(Data supplied)

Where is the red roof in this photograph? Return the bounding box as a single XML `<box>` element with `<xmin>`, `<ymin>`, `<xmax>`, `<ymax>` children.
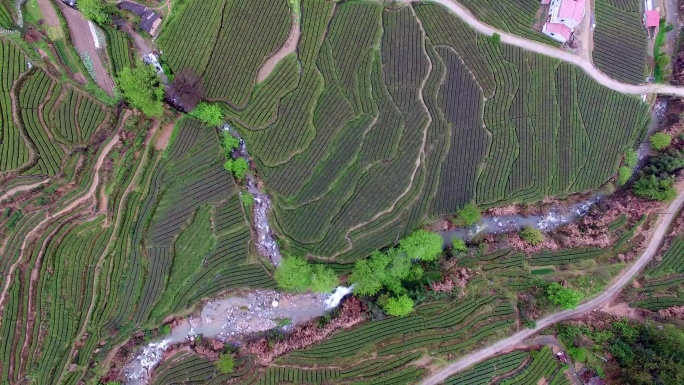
<box><xmin>557</xmin><ymin>0</ymin><xmax>586</xmax><ymax>22</ymax></box>
<box><xmin>544</xmin><ymin>22</ymin><xmax>573</xmax><ymax>40</ymax></box>
<box><xmin>645</xmin><ymin>10</ymin><xmax>660</xmax><ymax>27</ymax></box>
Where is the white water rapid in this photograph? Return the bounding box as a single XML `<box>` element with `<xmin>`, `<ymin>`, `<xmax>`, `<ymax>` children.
<box><xmin>123</xmin><ymin>287</ymin><xmax>353</xmax><ymax>385</ymax></box>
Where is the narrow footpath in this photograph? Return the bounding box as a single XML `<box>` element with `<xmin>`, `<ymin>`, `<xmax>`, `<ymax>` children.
<box><xmin>411</xmin><ymin>0</ymin><xmax>684</xmax><ymax>97</ymax></box>
<box><xmin>421</xmin><ymin>188</ymin><xmax>684</xmax><ymax>385</ymax></box>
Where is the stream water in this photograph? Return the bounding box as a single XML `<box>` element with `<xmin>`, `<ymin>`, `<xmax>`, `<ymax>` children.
<box><xmin>223</xmin><ymin>124</ymin><xmax>282</xmax><ymax>265</ymax></box>
<box><xmin>123</xmin><ymin>287</ymin><xmax>353</xmax><ymax>385</ymax></box>
<box><xmin>439</xmin><ymin>97</ymin><xmax>668</xmax><ymax>247</ymax></box>
<box><xmin>439</xmin><ymin>197</ymin><xmax>600</xmax><ymax>246</ymax></box>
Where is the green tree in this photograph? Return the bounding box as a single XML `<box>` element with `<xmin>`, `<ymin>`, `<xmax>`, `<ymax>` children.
<box><xmin>350</xmin><ymin>251</ymin><xmax>388</xmax><ymax>296</ymax></box>
<box><xmin>546</xmin><ymin>282</ymin><xmax>582</xmax><ymax>309</ymax></box>
<box><xmin>491</xmin><ymin>32</ymin><xmax>501</xmax><ymax>46</ymax></box>
<box><xmin>650</xmin><ymin>132</ymin><xmax>672</xmax><ymax>150</ymax></box>
<box><xmin>309</xmin><ymin>264</ymin><xmax>339</xmax><ymax>293</ymax></box>
<box><xmin>567</xmin><ymin>347</ymin><xmax>588</xmax><ymax>362</ymax></box>
<box><xmin>78</xmin><ymin>0</ymin><xmax>110</xmax><ymax>25</ymax></box>
<box><xmin>117</xmin><ymin>65</ymin><xmax>164</xmax><ymax>117</ymax></box>
<box><xmin>656</xmin><ymin>54</ymin><xmax>671</xmax><ymax>68</ymax></box>
<box><xmin>223</xmin><ymin>133</ymin><xmax>240</xmax><ymax>151</ymax></box>
<box><xmin>633</xmin><ymin>174</ymin><xmax>677</xmax><ymax>201</ymax></box>
<box><xmin>190</xmin><ymin>102</ymin><xmax>224</xmax><ymax>126</ymax></box>
<box><xmin>458</xmin><ymin>203</ymin><xmax>481</xmax><ymax>226</ymax></box>
<box><xmin>624</xmin><ymin>149</ymin><xmax>638</xmax><ymax>168</ymax></box>
<box><xmin>274</xmin><ymin>255</ymin><xmax>312</xmax><ymax>292</ymax></box>
<box><xmin>159</xmin><ymin>324</ymin><xmax>171</xmax><ymax>335</ymax></box>
<box><xmin>274</xmin><ymin>255</ymin><xmax>338</xmax><ymax>293</ymax></box>
<box><xmin>216</xmin><ymin>354</ymin><xmax>234</xmax><ymax>374</ymax></box>
<box><xmin>609</xmin><ymin>323</ymin><xmax>684</xmax><ymax>384</ymax></box>
<box><xmin>230</xmin><ymin>158</ymin><xmax>249</xmax><ymax>179</ymax></box>
<box><xmin>223</xmin><ymin>160</ymin><xmax>233</xmax><ymax>173</ymax></box>
<box><xmin>240</xmin><ymin>192</ymin><xmax>254</xmax><ymax>209</ymax></box>
<box><xmin>398</xmin><ymin>229</ymin><xmax>443</xmax><ymax>261</ymax></box>
<box><xmin>452</xmin><ymin>237</ymin><xmax>467</xmax><ymax>252</ymax></box>
<box><xmin>617</xmin><ymin>166</ymin><xmax>632</xmax><ymax>185</ymax></box>
<box><xmin>520</xmin><ymin>226</ymin><xmax>544</xmax><ymax>245</ymax></box>
<box><xmin>383</xmin><ymin>294</ymin><xmax>414</xmax><ymax>317</ymax></box>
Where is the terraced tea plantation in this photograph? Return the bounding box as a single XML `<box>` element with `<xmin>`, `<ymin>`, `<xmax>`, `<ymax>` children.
<box><xmin>630</xmin><ymin>236</ymin><xmax>684</xmax><ymax>311</ymax></box>
<box><xmin>593</xmin><ymin>0</ymin><xmax>648</xmax><ymax>84</ymax></box>
<box><xmin>0</xmin><ymin>0</ymin><xmax>662</xmax><ymax>384</ymax></box>
<box><xmin>160</xmin><ymin>0</ymin><xmax>650</xmax><ymax>262</ymax></box>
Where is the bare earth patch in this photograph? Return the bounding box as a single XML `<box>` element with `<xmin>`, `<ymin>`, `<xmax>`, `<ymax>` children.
<box><xmin>600</xmin><ymin>301</ymin><xmax>644</xmax><ymax>321</ymax></box>
<box><xmin>57</xmin><ymin>2</ymin><xmax>116</xmax><ymax>96</ymax></box>
<box><xmin>256</xmin><ymin>17</ymin><xmax>300</xmax><ymax>82</ymax></box>
<box><xmin>154</xmin><ymin>122</ymin><xmax>175</xmax><ymax>151</ymax></box>
<box><xmin>37</xmin><ymin>0</ymin><xmax>60</xmax><ymax>27</ymax></box>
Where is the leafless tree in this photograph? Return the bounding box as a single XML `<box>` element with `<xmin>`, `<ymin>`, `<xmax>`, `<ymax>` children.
<box><xmin>165</xmin><ymin>68</ymin><xmax>204</xmax><ymax>112</ymax></box>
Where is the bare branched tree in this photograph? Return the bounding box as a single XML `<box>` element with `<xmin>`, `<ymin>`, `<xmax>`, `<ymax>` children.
<box><xmin>165</xmin><ymin>68</ymin><xmax>204</xmax><ymax>112</ymax></box>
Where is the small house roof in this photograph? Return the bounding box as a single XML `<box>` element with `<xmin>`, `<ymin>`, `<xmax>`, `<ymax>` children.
<box><xmin>645</xmin><ymin>10</ymin><xmax>660</xmax><ymax>27</ymax></box>
<box><xmin>557</xmin><ymin>0</ymin><xmax>586</xmax><ymax>21</ymax></box>
<box><xmin>543</xmin><ymin>22</ymin><xmax>572</xmax><ymax>39</ymax></box>
<box><xmin>118</xmin><ymin>1</ymin><xmax>147</xmax><ymax>16</ymax></box>
<box><xmin>140</xmin><ymin>10</ymin><xmax>161</xmax><ymax>33</ymax></box>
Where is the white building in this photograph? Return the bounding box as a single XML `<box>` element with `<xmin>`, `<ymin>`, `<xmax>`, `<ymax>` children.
<box><xmin>542</xmin><ymin>0</ymin><xmax>586</xmax><ymax>43</ymax></box>
<box><xmin>547</xmin><ymin>0</ymin><xmax>586</xmax><ymax>29</ymax></box>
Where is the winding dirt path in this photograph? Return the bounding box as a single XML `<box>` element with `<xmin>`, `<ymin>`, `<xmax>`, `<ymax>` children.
<box><xmin>0</xmin><ymin>179</ymin><xmax>49</xmax><ymax>203</ymax></box>
<box><xmin>421</xmin><ymin>188</ymin><xmax>684</xmax><ymax>385</ymax></box>
<box><xmin>0</xmin><ymin>132</ymin><xmax>119</xmax><ymax>313</ymax></box>
<box><xmin>410</xmin><ymin>0</ymin><xmax>684</xmax><ymax>96</ymax></box>
<box><xmin>257</xmin><ymin>17</ymin><xmax>300</xmax><ymax>82</ymax></box>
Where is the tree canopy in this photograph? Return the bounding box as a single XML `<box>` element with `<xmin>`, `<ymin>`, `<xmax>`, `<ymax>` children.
<box><xmin>546</xmin><ymin>282</ymin><xmax>582</xmax><ymax>309</ymax></box>
<box><xmin>216</xmin><ymin>354</ymin><xmax>234</xmax><ymax>374</ymax></box>
<box><xmin>383</xmin><ymin>294</ymin><xmax>414</xmax><ymax>317</ymax></box>
<box><xmin>451</xmin><ymin>237</ymin><xmax>467</xmax><ymax>252</ymax></box>
<box><xmin>117</xmin><ymin>64</ymin><xmax>164</xmax><ymax>117</ymax></box>
<box><xmin>457</xmin><ymin>203</ymin><xmax>481</xmax><ymax>226</ymax></box>
<box><xmin>274</xmin><ymin>255</ymin><xmax>338</xmax><ymax>293</ymax></box>
<box><xmin>78</xmin><ymin>0</ymin><xmax>111</xmax><ymax>25</ymax></box>
<box><xmin>609</xmin><ymin>322</ymin><xmax>684</xmax><ymax>384</ymax></box>
<box><xmin>227</xmin><ymin>158</ymin><xmax>249</xmax><ymax>179</ymax></box>
<box><xmin>398</xmin><ymin>230</ymin><xmax>444</xmax><ymax>261</ymax></box>
<box><xmin>189</xmin><ymin>102</ymin><xmax>224</xmax><ymax>126</ymax></box>
<box><xmin>633</xmin><ymin>174</ymin><xmax>677</xmax><ymax>201</ymax></box>
<box><xmin>350</xmin><ymin>230</ymin><xmax>443</xmax><ymax>298</ymax></box>
<box><xmin>650</xmin><ymin>132</ymin><xmax>672</xmax><ymax>150</ymax></box>
<box><xmin>520</xmin><ymin>226</ymin><xmax>544</xmax><ymax>245</ymax></box>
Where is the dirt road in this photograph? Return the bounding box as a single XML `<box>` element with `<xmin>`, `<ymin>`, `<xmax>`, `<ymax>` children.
<box><xmin>55</xmin><ymin>1</ymin><xmax>115</xmax><ymax>96</ymax></box>
<box><xmin>36</xmin><ymin>0</ymin><xmax>60</xmax><ymax>28</ymax></box>
<box><xmin>421</xmin><ymin>188</ymin><xmax>684</xmax><ymax>385</ymax></box>
<box><xmin>257</xmin><ymin>17</ymin><xmax>300</xmax><ymax>82</ymax></box>
<box><xmin>412</xmin><ymin>0</ymin><xmax>684</xmax><ymax>97</ymax></box>
<box><xmin>0</xmin><ymin>179</ymin><xmax>49</xmax><ymax>203</ymax></box>
<box><xmin>123</xmin><ymin>23</ymin><xmax>153</xmax><ymax>57</ymax></box>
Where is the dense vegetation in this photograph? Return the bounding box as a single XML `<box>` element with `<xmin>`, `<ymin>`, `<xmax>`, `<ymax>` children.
<box><xmin>632</xmin><ymin>133</ymin><xmax>684</xmax><ymax>200</ymax></box>
<box><xmin>557</xmin><ymin>320</ymin><xmax>684</xmax><ymax>383</ymax></box>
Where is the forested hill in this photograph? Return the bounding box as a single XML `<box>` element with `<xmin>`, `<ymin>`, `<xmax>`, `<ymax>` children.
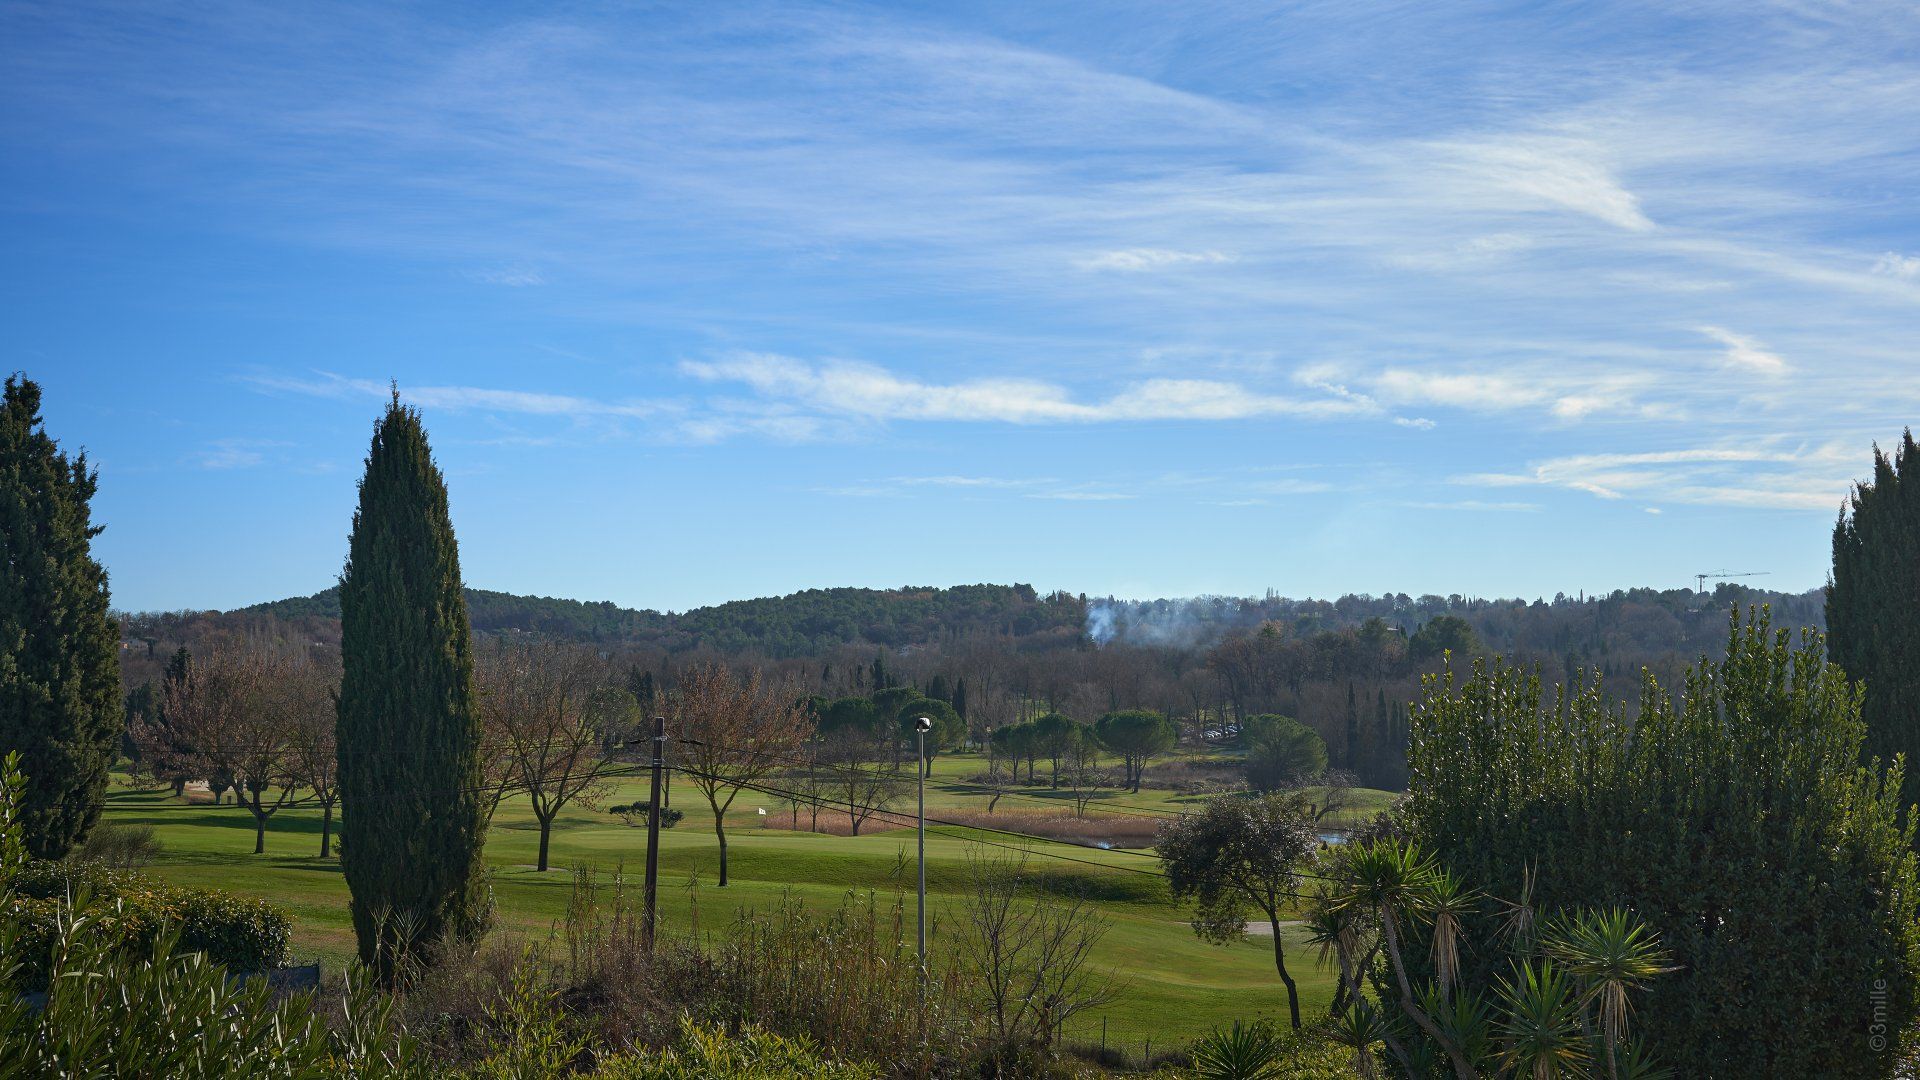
<box><xmin>207</xmin><ymin>580</ymin><xmax>1832</xmax><ymax>672</ymax></box>
<box><xmin>240</xmin><ymin>582</ymin><xmax>1084</xmax><ymax>656</ymax></box>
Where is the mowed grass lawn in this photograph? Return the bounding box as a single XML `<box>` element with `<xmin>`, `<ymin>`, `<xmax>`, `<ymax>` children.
<box><xmin>102</xmin><ymin>751</ymin><xmax>1394</xmax><ymax>1047</ymax></box>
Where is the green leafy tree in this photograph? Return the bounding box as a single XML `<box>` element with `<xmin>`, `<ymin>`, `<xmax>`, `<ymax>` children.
<box><xmin>1401</xmin><ymin>609</ymin><xmax>1920</xmax><ymax>1077</ymax></box>
<box><xmin>0</xmin><ymin>376</ymin><xmax>120</xmax><ymax>860</ymax></box>
<box><xmin>337</xmin><ymin>392</ymin><xmax>489</xmax><ymax>981</ymax></box>
<box><xmin>1241</xmin><ymin>714</ymin><xmax>1327</xmax><ymax>791</ymax></box>
<box><xmin>1159</xmin><ymin>791</ymin><xmax>1320</xmax><ymax>1029</ymax></box>
<box><xmin>1409</xmin><ymin>614</ymin><xmax>1478</xmax><ymax>662</ymax></box>
<box><xmin>819</xmin><ymin>696</ymin><xmax>880</xmax><ymax>738</ymax></box>
<box><xmin>870</xmin><ymin>685</ymin><xmax>920</xmax><ymax>767</ymax></box>
<box><xmin>1829</xmin><ymin>430</ymin><xmax>1920</xmax><ymax>807</ymax></box>
<box><xmin>1030</xmin><ymin>712</ymin><xmax>1080</xmax><ymax>788</ymax></box>
<box><xmin>896</xmin><ymin>697</ymin><xmax>963</xmax><ymax>777</ymax></box>
<box><xmin>1094</xmin><ymin>709</ymin><xmax>1176</xmax><ymax>791</ymax></box>
<box><xmin>992</xmin><ymin>721</ymin><xmax>1038</xmax><ymax>783</ymax></box>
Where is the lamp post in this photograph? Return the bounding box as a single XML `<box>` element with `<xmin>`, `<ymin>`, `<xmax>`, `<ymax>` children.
<box><xmin>914</xmin><ymin>714</ymin><xmax>933</xmax><ymax>968</ymax></box>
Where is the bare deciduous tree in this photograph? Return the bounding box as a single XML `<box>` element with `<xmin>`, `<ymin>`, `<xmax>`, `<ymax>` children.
<box><xmin>674</xmin><ymin>663</ymin><xmax>813</xmax><ymax>885</ymax></box>
<box><xmin>955</xmin><ymin>852</ymin><xmax>1118</xmax><ymax>1066</ymax></box>
<box><xmin>158</xmin><ymin>641</ymin><xmax>317</xmax><ymax>854</ymax></box>
<box><xmin>481</xmin><ymin>640</ymin><xmax>624</xmax><ymax>872</ymax></box>
<box><xmin>285</xmin><ymin>659</ymin><xmax>341</xmax><ymax>857</ymax></box>
<box><xmin>818</xmin><ymin>727</ymin><xmax>911</xmax><ymax>835</ymax></box>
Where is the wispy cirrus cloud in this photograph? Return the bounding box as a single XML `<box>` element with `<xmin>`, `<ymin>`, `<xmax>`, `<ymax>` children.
<box><xmin>1871</xmin><ymin>252</ymin><xmax>1920</xmax><ymax>279</ymax></box>
<box><xmin>1452</xmin><ymin>444</ymin><xmax>1857</xmax><ymax>510</ymax></box>
<box><xmin>195</xmin><ymin>438</ymin><xmax>290</xmax><ymax>469</ymax></box>
<box><xmin>1077</xmin><ymin>248</ymin><xmax>1234</xmax><ymax>272</ymax></box>
<box><xmin>1435</xmin><ymin>135</ymin><xmax>1655</xmax><ymax>231</ymax></box>
<box><xmin>681</xmin><ymin>353</ymin><xmax>1372</xmax><ymax>424</ymax></box>
<box><xmin>1698</xmin><ymin>326</ymin><xmax>1790</xmax><ymax>376</ymax></box>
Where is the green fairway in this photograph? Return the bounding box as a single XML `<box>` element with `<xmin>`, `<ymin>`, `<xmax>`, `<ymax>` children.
<box><xmin>102</xmin><ymin>751</ymin><xmax>1394</xmax><ymax>1047</ymax></box>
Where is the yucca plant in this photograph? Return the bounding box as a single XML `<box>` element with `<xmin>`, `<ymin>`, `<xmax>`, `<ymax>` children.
<box><xmin>1542</xmin><ymin>907</ymin><xmax>1674</xmax><ymax>1079</ymax></box>
<box><xmin>1421</xmin><ymin>983</ymin><xmax>1495</xmax><ymax>1070</ymax></box>
<box><xmin>1608</xmin><ymin>1036</ymin><xmax>1675</xmax><ymax>1080</ymax></box>
<box><xmin>1328</xmin><ymin>840</ymin><xmax>1482</xmax><ymax>1079</ymax></box>
<box><xmin>1301</xmin><ymin>889</ymin><xmax>1374</xmax><ymax>1015</ymax></box>
<box><xmin>1325</xmin><ymin>1003</ymin><xmax>1389</xmax><ymax>1080</ymax></box>
<box><xmin>1495</xmin><ymin>959</ymin><xmax>1590</xmax><ymax>1080</ymax></box>
<box><xmin>1424</xmin><ymin>869</ymin><xmax>1477</xmax><ymax>1005</ymax></box>
<box><xmin>1189</xmin><ymin>1019</ymin><xmax>1288</xmax><ymax>1080</ymax></box>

(End Data supplied)

* What you should do *
All that is wanted is the line with "Where is the green fairway" and every later line in the entries, reproduced exactly.

* Exercise output *
Where is the green fairway in this photograph? Return the bounding box as a single XML `<box>` element with `<xmin>`, `<ymin>`, `<xmax>`, `<ymax>` children.
<box><xmin>102</xmin><ymin>751</ymin><xmax>1394</xmax><ymax>1047</ymax></box>
Where is the yucca plant in this photograph? Return the bounding box as a single XML `<box>` element with `<xmin>`, `<ymin>`, `<xmax>`, `<ymax>` children.
<box><xmin>1542</xmin><ymin>907</ymin><xmax>1674</xmax><ymax>1079</ymax></box>
<box><xmin>1421</xmin><ymin>983</ymin><xmax>1495</xmax><ymax>1070</ymax></box>
<box><xmin>1608</xmin><ymin>1036</ymin><xmax>1675</xmax><ymax>1080</ymax></box>
<box><xmin>1328</xmin><ymin>840</ymin><xmax>1482</xmax><ymax>1079</ymax></box>
<box><xmin>1301</xmin><ymin>889</ymin><xmax>1374</xmax><ymax>1015</ymax></box>
<box><xmin>1325</xmin><ymin>1003</ymin><xmax>1389</xmax><ymax>1080</ymax></box>
<box><xmin>1495</xmin><ymin>959</ymin><xmax>1590</xmax><ymax>1080</ymax></box>
<box><xmin>1424</xmin><ymin>869</ymin><xmax>1477</xmax><ymax>1005</ymax></box>
<box><xmin>1189</xmin><ymin>1019</ymin><xmax>1288</xmax><ymax>1080</ymax></box>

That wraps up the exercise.